_Задание a_
Оформите в виде таблицы Markdown с колонками «№» и «Строка» строки данных между строкой, содержащей «Draw the outline of every instance of the crowd», и строкой, содержащей «220], [165, 207]]», включительно. Пустые строки пропустите.

Между тем мы знаем, что как только образовалась партия социа-листов-революционеров, Азеф вступил в нее и даже был одним из основателей. Обо всем этом сам же донес Департаменту полиции, следовательно и Ратаеву, который в конце 1901 года заведывал Особым отделом.

23 мая / 5 июня 1902 года Азеф сообщает Ратаеву: «Балмашеву помогали лица из партии, нужно полагать и Гершуни, но утверждать не могу. Во всяком случае, он (Гершуни), теперь состоит членом этой боевой организации, на этот счет у меня имеются доказательства, которые я получил после того, как заявил, что у меня имеется 500 рублей на террористические предприятия; тогда Михаил Гоц мне сообщил, что Гершуни скоро будет в Швейцарии, что эти деньги надо ему передать, так как он состоит членом боевой организации». Затем в следующем донесении Азеф говорит, что благодаря 500 рублям он узнал планы боевой организации, что необходимо сговориться о дальнейшей работе его и что члены боевой организации находятся в Петербурге, где думают совершить покушение на Плеве, причем будут употреблены бомбы; одновременно же готовится покушение на Зубатова. В этом письме Азеф просит не пользоваться его донесениями на допросах, так как малейшая неосторожность может обнаружить его сношения с Департаментом полиции. В этом же донесении находим следующие знаменательные строки: «Я занял актуальную роль в партии социалистов-рево-люционеров, отступить теперь уже невыгодно для нашего дела, но действовать необходимо весьма и весьма осторожно… Мое пребывание в Петербурге для дела нашего имеет преимущества. Я думаю, что мне удалось бы благодаря денежным взносам знать о планах боевой организации и дезорганизовать ее, хотя, как Вы знаете, это очень опасный путь».

_Показанные данные_
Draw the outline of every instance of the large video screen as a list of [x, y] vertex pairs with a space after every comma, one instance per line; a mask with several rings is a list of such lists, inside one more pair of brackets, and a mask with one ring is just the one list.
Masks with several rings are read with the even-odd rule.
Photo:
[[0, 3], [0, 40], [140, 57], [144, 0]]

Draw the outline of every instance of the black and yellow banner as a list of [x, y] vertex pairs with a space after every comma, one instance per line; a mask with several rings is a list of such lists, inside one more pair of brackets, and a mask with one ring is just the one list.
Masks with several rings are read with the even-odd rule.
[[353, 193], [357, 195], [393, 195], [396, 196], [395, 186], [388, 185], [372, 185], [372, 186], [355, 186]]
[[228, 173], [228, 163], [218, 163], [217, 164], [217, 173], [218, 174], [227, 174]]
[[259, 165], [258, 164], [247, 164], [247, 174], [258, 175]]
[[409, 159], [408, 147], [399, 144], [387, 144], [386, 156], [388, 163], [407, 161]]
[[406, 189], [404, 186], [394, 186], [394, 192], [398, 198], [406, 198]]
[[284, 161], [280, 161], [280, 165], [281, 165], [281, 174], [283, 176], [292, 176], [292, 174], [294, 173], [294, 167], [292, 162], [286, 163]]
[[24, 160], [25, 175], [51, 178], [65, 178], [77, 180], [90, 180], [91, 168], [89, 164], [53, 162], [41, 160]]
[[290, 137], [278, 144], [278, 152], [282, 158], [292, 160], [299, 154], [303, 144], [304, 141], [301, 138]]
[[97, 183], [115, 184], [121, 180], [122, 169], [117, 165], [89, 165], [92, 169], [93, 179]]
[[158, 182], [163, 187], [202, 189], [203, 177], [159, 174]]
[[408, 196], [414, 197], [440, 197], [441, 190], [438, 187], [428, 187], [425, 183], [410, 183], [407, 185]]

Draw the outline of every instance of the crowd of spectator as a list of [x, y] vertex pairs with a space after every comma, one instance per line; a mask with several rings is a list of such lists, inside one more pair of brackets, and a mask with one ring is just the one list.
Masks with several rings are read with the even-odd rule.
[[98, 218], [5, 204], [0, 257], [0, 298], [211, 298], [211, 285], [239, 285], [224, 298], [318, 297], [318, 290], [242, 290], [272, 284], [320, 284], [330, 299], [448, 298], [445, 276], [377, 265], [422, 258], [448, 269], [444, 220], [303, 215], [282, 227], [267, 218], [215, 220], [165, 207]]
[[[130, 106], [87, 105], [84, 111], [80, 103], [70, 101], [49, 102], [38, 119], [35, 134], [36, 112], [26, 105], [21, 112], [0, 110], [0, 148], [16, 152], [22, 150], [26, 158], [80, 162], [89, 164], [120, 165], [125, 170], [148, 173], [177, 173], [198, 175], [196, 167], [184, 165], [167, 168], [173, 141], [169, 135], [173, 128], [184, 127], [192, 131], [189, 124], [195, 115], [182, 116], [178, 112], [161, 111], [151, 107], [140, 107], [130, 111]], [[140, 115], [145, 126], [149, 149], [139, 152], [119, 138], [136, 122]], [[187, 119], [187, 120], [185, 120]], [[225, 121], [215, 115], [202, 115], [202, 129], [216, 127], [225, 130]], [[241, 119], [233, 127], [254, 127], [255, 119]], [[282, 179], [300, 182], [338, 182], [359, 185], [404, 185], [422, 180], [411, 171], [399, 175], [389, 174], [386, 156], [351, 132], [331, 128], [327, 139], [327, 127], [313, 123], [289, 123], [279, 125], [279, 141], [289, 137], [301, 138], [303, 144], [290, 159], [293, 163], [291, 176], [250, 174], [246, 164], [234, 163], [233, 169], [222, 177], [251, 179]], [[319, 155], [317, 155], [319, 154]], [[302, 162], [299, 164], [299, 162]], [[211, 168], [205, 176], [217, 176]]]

_Задание b_
Подхватите текст о донесениях Азефа Ратаеву и продолжите его.

_Ответ a_
| № | Строка |
|---|---|
| 1 | Draw the outline of every instance of the crowd of spectator as a list of [x, y] vertex pairs with a space after every comma, one instance per line; a mask with several rings is a list of such lists, inside one more pair of brackets, and a mask with one ring is just the one list. |
| 2 | Masks with several rings are read with the even-odd rule. |
| 3 | [[98, 218], [5, 204], [0, 257], [0, 298], [211, 298], [211, 285], [239, 285], [224, 298], [318, 297], [318, 290], [242, 290], [272, 284], [320, 284], [330, 299], [448, 298], [445, 276], [377, 265], [422, 258], [448, 269], [444, 220], [303, 215], [282, 227], [267, 218], [215, 220], [165, 207]] |

_Ответ b_
В июле 1902 года Азеф по вызову Департамента полиции едет в Петербург и живет там около года.

В Петербурге Азеф организует петербургский комитет партии с.-p., ставит транспорт литературы через Финляндию и занимается рабочими организациями. Эти сведения сообщает в своем отчете Судебно-следственная комиссия по делу Азефа, причем добавляет, что Азеф вскоре оставил рабочие организации, так как по его словам среди рабочих обнаружена широкая провокация. На этом факте мы еще остановимся.

Из Петербурга 16 августа 1902 года летит от него сообщение, что «Серафима Георгиевна» или «Сима» сообщила сведения, полученные «из Уфы», что Плеве часто посещает жену уфимского губернатора г-жу Богданович, и что охраны у ее квартиры не бывает, поэтому она рекомендует выследить Плеве на этом месте.

Из письма Ратаева к директору Департамента полиции Зуеву (1910 год) теперь мы знаем, что после убийства Синягина (2 апреля 1902 года) Департамент полиции вызывает Азефа из-за границы и «настаивает на более тесном сближении Азефа с террористической группой, называемой боевой организацией».

Следовательно директора Департамента полиции уже не удовлетворяла больше роль Азефа как члена партии, находящегося в «центре» ее, и «личная дружба Азефа с Гершуни» — главой и руководителем боевой организации… Что же после этого на официальном полицейском языке означает «более тесное сближение» с боевой организацией? Это может означать только — вступление в нее самого Азефа.

До ареста Гершуни во всех официальных документах, процессах, розысках, циркулярах фигурировалась глава «боевой организации» Гершуни, все документы начинались с его имени и малейшее проявление деятельности боевой организации связывалось с его именем. Когда же во главе боевой организации стал Азеф, в официальных документах стал фигурировать центральный комитет партии с.-р. (Бакай, «Былое», № 9,10, издан Бурцевым в Париже).

Не указывает ли это на то, что Департамент полиции совершенно сознательно скрывал главу боевой организации?!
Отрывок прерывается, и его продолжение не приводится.